WORK TO DO:
Render the rows below as a numbered list, omitting blank lines and leaving out the pictures.

* Start GIVEN DATA *

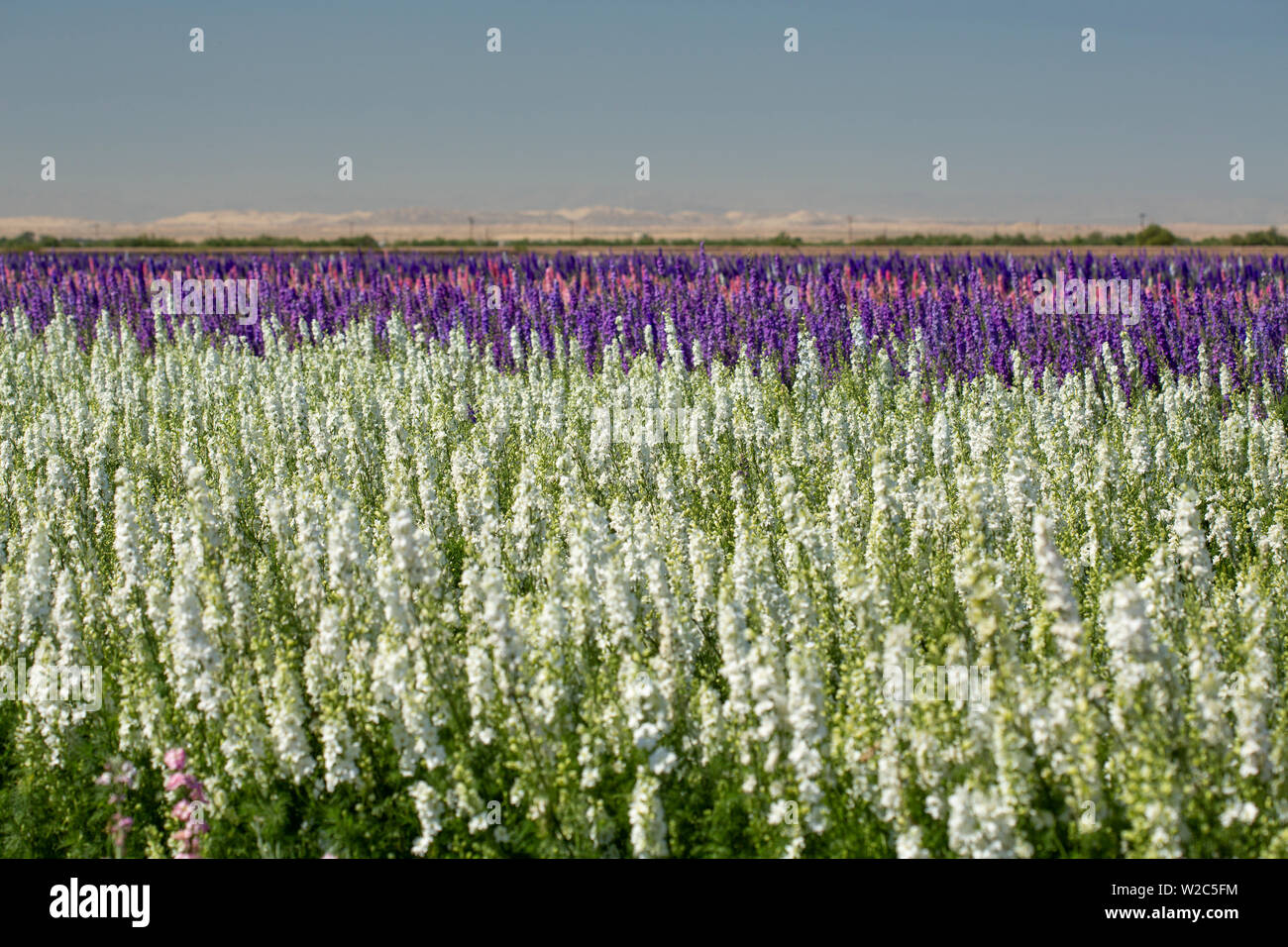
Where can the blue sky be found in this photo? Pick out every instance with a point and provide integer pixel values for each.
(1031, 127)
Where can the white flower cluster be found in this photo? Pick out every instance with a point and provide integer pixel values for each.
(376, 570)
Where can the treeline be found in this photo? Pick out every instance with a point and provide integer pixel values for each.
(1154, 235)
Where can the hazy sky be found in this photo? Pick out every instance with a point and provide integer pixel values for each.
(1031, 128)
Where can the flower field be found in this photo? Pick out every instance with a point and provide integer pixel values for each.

* End GIVEN DATA *

EXERCISE ANSWER:
1. Where can the blue sky be found in this photo? Pick out every instance with a point and provide integer pixel values for each.
2. (1031, 127)
3. Where can the white flower cluster be found in this photo? Pick out every instance with a point and provide integer pixel values for each.
4. (376, 570)
5. Where can the treeline be found in this photo? Pick out every instance with a point and provide integer pixel values for each.
6. (1154, 235)
7. Where can the hazy sky be found in this photo? Pick out every instance with a point and provide integer pixel values for each.
8. (1031, 128)
9. Where can the flower field be found in this photo? Pick out every instance with a point and provide integer pixel values for each.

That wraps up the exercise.